**Problem requirements**
Include in the output the line containing "green leaf shown in the photo above." and each subsequent line of the records, through the end, transcribed exactly. Add nothing else.

**Data excerpts**
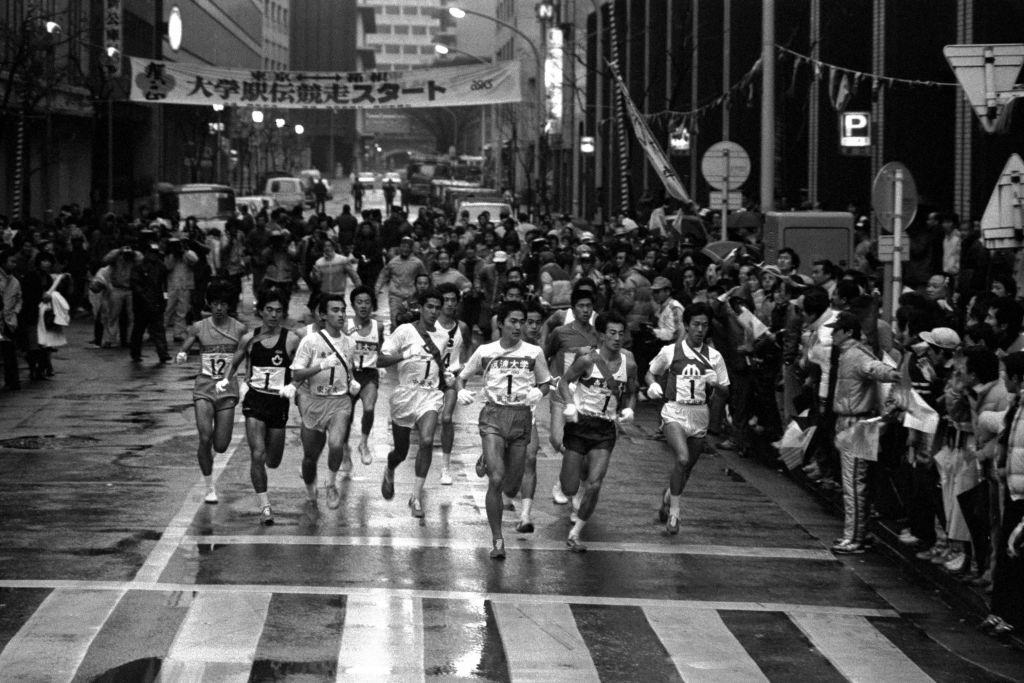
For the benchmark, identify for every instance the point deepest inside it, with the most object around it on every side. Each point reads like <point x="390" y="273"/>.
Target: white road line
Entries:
<point x="513" y="544"/>
<point x="857" y="649"/>
<point x="496" y="598"/>
<point x="161" y="555"/>
<point x="52" y="643"/>
<point x="382" y="639"/>
<point x="217" y="639"/>
<point x="701" y="646"/>
<point x="543" y="643"/>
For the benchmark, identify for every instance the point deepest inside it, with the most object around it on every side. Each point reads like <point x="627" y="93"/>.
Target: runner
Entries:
<point x="693" y="372"/>
<point x="515" y="376"/>
<point x="454" y="354"/>
<point x="368" y="337"/>
<point x="415" y="347"/>
<point x="322" y="370"/>
<point x="605" y="382"/>
<point x="268" y="351"/>
<point x="560" y="347"/>
<point x="218" y="338"/>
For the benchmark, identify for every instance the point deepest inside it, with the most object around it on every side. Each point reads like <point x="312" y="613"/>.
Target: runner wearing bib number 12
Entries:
<point x="268" y="351"/>
<point x="218" y="338"/>
<point x="604" y="394"/>
<point x="515" y="378"/>
<point x="694" y="372"/>
<point x="322" y="371"/>
<point x="416" y="401"/>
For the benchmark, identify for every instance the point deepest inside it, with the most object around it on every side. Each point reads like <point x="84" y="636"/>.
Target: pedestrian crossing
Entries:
<point x="257" y="634"/>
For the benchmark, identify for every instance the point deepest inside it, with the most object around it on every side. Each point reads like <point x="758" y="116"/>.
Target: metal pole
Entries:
<point x="897" y="242"/>
<point x="768" y="107"/>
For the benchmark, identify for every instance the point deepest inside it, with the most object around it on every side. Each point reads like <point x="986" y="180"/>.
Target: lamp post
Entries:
<point x="458" y="13"/>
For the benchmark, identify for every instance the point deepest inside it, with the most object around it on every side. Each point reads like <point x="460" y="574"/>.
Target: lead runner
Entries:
<point x="515" y="377"/>
<point x="693" y="371"/>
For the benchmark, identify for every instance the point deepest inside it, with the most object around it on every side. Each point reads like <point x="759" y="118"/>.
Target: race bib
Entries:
<point x="215" y="365"/>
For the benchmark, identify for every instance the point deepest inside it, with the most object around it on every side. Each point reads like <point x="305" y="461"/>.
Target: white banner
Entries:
<point x="654" y="153"/>
<point x="444" y="86"/>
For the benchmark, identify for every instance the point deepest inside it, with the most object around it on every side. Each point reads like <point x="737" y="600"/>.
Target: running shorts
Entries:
<point x="324" y="413"/>
<point x="206" y="389"/>
<point x="269" y="409"/>
<point x="693" y="419"/>
<point x="589" y="433"/>
<point x="411" y="403"/>
<point x="368" y="376"/>
<point x="512" y="423"/>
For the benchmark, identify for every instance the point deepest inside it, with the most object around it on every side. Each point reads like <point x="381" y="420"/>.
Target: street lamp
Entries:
<point x="458" y="12"/>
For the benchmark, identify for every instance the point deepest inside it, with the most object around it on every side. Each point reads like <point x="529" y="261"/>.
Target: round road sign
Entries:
<point x="725" y="165"/>
<point x="882" y="196"/>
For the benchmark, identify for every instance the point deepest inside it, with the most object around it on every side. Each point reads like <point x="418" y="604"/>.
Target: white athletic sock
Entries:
<point x="577" y="528"/>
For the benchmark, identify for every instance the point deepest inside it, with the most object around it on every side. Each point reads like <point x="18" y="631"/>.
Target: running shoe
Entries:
<point x="266" y="516"/>
<point x="574" y="546"/>
<point x="365" y="456"/>
<point x="557" y="496"/>
<point x="333" y="497"/>
<point x="847" y="547"/>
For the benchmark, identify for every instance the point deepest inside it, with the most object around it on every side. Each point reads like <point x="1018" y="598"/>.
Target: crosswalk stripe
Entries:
<point x="482" y="541"/>
<point x="543" y="643"/>
<point x="857" y="649"/>
<point x="217" y="639"/>
<point x="382" y="639"/>
<point x="701" y="646"/>
<point x="56" y="637"/>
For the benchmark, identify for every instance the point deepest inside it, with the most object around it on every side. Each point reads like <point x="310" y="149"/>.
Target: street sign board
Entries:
<point x="725" y="165"/>
<point x="882" y="196"/>
<point x="985" y="72"/>
<point x="1001" y="222"/>
<point x="717" y="198"/>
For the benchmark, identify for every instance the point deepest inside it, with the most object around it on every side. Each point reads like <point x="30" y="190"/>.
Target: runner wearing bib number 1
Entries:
<point x="604" y="393"/>
<point x="218" y="338"/>
<point x="418" y="398"/>
<point x="515" y="377"/>
<point x="322" y="372"/>
<point x="268" y="351"/>
<point x="694" y="372"/>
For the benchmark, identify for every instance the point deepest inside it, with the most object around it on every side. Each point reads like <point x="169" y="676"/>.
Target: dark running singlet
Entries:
<point x="269" y="368"/>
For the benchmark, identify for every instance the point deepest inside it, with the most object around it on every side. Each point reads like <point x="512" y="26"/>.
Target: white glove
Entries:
<point x="655" y="390"/>
<point x="330" y="361"/>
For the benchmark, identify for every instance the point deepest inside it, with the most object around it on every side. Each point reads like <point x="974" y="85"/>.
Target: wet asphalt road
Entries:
<point x="113" y="568"/>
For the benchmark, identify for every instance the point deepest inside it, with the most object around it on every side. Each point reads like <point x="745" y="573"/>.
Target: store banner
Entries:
<point x="175" y="83"/>
<point x="655" y="155"/>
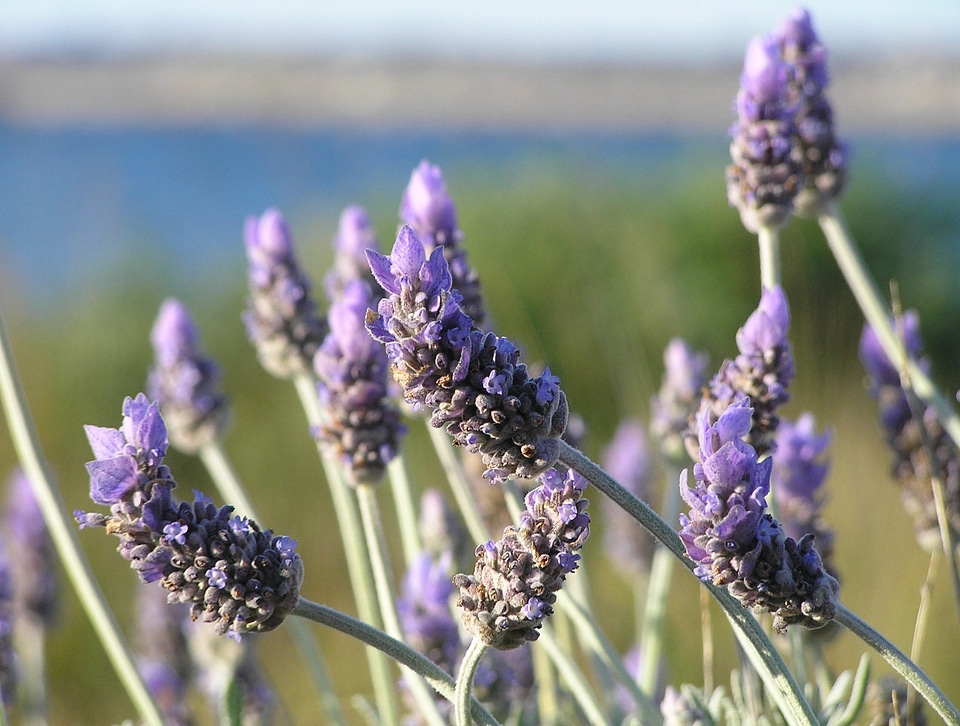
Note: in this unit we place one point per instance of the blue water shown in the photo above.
(75, 202)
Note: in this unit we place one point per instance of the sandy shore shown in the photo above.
(896, 95)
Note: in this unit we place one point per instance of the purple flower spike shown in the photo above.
(184, 382)
(907, 433)
(474, 382)
(763, 178)
(230, 571)
(355, 235)
(762, 372)
(32, 554)
(427, 208)
(515, 582)
(281, 316)
(361, 424)
(822, 158)
(732, 538)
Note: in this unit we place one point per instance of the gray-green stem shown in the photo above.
(63, 532)
(771, 667)
(402, 653)
(225, 478)
(355, 552)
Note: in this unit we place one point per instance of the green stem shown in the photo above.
(403, 499)
(355, 551)
(225, 478)
(468, 669)
(901, 664)
(63, 532)
(396, 650)
(383, 581)
(770, 665)
(769, 243)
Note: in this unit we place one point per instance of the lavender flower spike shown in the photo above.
(763, 370)
(515, 582)
(764, 177)
(735, 542)
(281, 316)
(360, 423)
(230, 571)
(823, 159)
(473, 381)
(427, 208)
(184, 382)
(905, 436)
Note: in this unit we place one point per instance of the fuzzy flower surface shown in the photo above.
(821, 156)
(184, 382)
(428, 208)
(764, 176)
(762, 371)
(281, 317)
(231, 572)
(733, 539)
(33, 558)
(515, 581)
(473, 382)
(361, 423)
(916, 441)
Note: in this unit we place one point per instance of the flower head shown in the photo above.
(184, 382)
(732, 538)
(474, 382)
(515, 581)
(427, 208)
(230, 571)
(281, 316)
(762, 371)
(360, 422)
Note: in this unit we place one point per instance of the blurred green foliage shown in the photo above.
(591, 273)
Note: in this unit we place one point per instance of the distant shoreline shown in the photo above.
(895, 95)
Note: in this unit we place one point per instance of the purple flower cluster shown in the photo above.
(361, 423)
(909, 436)
(427, 208)
(799, 470)
(515, 581)
(785, 157)
(281, 316)
(474, 382)
(735, 542)
(184, 382)
(762, 371)
(231, 572)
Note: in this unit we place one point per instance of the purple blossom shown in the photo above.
(230, 571)
(184, 382)
(762, 371)
(361, 423)
(281, 316)
(32, 554)
(909, 433)
(427, 208)
(735, 542)
(515, 581)
(627, 460)
(764, 177)
(441, 361)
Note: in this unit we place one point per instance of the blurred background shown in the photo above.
(584, 148)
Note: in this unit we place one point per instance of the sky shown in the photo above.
(528, 30)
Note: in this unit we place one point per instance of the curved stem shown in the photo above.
(901, 664)
(468, 669)
(770, 665)
(225, 478)
(63, 532)
(440, 681)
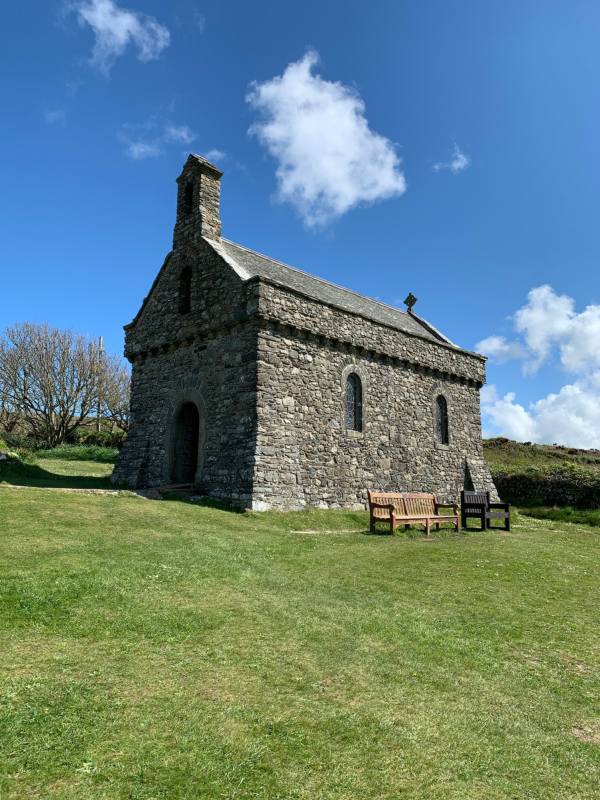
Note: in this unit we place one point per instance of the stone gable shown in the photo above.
(248, 364)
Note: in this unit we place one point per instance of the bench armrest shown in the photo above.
(453, 506)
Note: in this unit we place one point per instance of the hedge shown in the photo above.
(567, 486)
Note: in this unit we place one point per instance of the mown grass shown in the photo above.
(56, 473)
(166, 650)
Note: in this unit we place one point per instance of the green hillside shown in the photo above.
(544, 475)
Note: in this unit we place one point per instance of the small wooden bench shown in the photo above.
(479, 506)
(409, 508)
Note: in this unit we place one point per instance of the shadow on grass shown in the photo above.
(203, 502)
(23, 474)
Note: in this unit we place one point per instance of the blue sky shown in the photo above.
(476, 181)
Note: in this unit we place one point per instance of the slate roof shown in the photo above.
(249, 264)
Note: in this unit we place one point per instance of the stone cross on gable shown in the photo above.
(410, 301)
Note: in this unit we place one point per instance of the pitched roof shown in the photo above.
(249, 264)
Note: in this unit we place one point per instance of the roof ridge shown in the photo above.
(323, 280)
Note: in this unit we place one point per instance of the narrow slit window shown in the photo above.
(441, 420)
(188, 198)
(353, 402)
(185, 290)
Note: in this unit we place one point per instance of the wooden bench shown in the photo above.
(385, 507)
(409, 508)
(479, 506)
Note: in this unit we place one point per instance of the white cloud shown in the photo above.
(199, 20)
(549, 323)
(57, 116)
(570, 417)
(328, 158)
(215, 155)
(458, 161)
(149, 139)
(543, 321)
(138, 150)
(179, 133)
(116, 28)
(498, 348)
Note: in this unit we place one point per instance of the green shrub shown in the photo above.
(99, 438)
(81, 452)
(571, 486)
(568, 514)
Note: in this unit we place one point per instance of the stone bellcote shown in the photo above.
(198, 202)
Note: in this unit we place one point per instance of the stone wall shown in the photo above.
(208, 357)
(305, 455)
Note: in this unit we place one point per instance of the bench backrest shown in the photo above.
(474, 501)
(419, 504)
(385, 498)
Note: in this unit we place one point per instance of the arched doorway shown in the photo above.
(185, 444)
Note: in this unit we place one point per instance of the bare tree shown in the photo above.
(114, 392)
(49, 378)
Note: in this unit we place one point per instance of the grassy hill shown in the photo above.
(158, 649)
(531, 475)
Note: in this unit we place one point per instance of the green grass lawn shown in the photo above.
(161, 650)
(58, 473)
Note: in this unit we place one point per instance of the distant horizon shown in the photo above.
(448, 150)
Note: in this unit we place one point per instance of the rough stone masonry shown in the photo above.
(267, 387)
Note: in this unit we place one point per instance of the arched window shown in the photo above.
(185, 290)
(188, 198)
(353, 402)
(441, 420)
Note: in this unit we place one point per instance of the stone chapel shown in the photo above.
(267, 387)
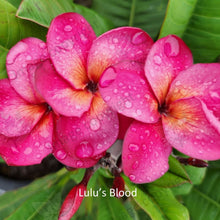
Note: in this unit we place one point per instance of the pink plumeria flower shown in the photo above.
(175, 104)
(26, 121)
(87, 127)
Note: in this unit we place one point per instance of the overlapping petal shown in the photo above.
(30, 148)
(69, 39)
(167, 57)
(125, 43)
(17, 116)
(202, 81)
(26, 52)
(128, 92)
(80, 141)
(188, 129)
(59, 94)
(145, 152)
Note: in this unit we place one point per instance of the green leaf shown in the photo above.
(29, 201)
(196, 176)
(14, 29)
(176, 175)
(204, 200)
(197, 23)
(158, 203)
(145, 14)
(42, 12)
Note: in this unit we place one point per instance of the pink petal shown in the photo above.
(69, 39)
(202, 81)
(166, 59)
(145, 152)
(189, 131)
(30, 148)
(26, 52)
(17, 116)
(125, 43)
(80, 141)
(59, 94)
(124, 123)
(128, 93)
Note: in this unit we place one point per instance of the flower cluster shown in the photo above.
(74, 95)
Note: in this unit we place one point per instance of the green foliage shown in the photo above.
(145, 14)
(197, 23)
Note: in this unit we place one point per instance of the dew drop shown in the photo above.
(138, 38)
(61, 155)
(132, 177)
(79, 163)
(128, 104)
(135, 165)
(157, 59)
(27, 151)
(84, 150)
(68, 28)
(12, 75)
(133, 147)
(94, 124)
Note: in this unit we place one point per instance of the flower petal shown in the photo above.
(127, 92)
(125, 43)
(26, 52)
(69, 39)
(202, 81)
(167, 57)
(189, 131)
(31, 148)
(59, 94)
(17, 116)
(80, 141)
(145, 152)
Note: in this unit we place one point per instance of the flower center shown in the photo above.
(92, 86)
(163, 109)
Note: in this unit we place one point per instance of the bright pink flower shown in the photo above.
(87, 127)
(176, 104)
(26, 121)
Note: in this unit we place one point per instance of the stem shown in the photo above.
(132, 13)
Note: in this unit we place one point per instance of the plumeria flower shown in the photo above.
(26, 121)
(175, 104)
(87, 127)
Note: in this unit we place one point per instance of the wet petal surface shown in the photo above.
(145, 152)
(31, 148)
(188, 129)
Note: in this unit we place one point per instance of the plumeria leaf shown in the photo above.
(196, 176)
(33, 199)
(159, 203)
(44, 11)
(175, 176)
(147, 15)
(197, 23)
(204, 200)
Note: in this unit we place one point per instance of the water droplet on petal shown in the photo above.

**Written solution**
Note: in this unit we place one point per instance of the green leaf shown in the photo above.
(29, 201)
(196, 176)
(14, 29)
(176, 175)
(204, 200)
(197, 23)
(158, 203)
(145, 14)
(42, 12)
Note: in this unit we place one point per instance of the pink petal shown in the photo above.
(69, 39)
(202, 81)
(166, 59)
(145, 152)
(189, 131)
(30, 148)
(26, 52)
(17, 116)
(125, 43)
(80, 141)
(59, 94)
(124, 123)
(128, 93)
Note: in this unit we place one point per instance of the flower cluster shown in the photo above.
(74, 95)
Note: in this unit we place one point per instance of the green foliage shown in the photo above.
(145, 14)
(197, 23)
Note: in this unit we place one point per instance of the dew drop shown in the photo above.
(138, 38)
(61, 155)
(132, 177)
(79, 163)
(128, 104)
(135, 165)
(157, 59)
(27, 151)
(84, 150)
(68, 28)
(12, 75)
(133, 147)
(94, 124)
Note: in this unit we place one point per instance of the flower petal shown in the photo above.
(127, 92)
(125, 43)
(26, 52)
(69, 39)
(202, 81)
(167, 57)
(189, 131)
(31, 148)
(59, 94)
(17, 116)
(80, 141)
(145, 152)
Note: in this unit we place one point per instance of the flower center shown in the photo above.
(92, 86)
(163, 109)
Note: in this unit we place one point per instance of the bright pink flower shown in the photo above.
(87, 127)
(176, 104)
(26, 121)
Note: in this unit we place one point per instance of the stem shown in the photo above.
(132, 13)
Note: in this unit we place one point per instance of the plumeria flower shown in the photo above.
(26, 121)
(175, 104)
(87, 127)
Note: in this unit we place one point per instance of the wet petal surface shown in the photo above.
(145, 152)
(31, 148)
(188, 129)
Note: in this unit we place one point per instance of the plumeria leaf shown in the photo above.
(196, 176)
(33, 199)
(159, 203)
(44, 11)
(175, 176)
(147, 15)
(197, 23)
(204, 200)
Note: in this unit we place one point per instance of the water droplet on petal shown in the photo above.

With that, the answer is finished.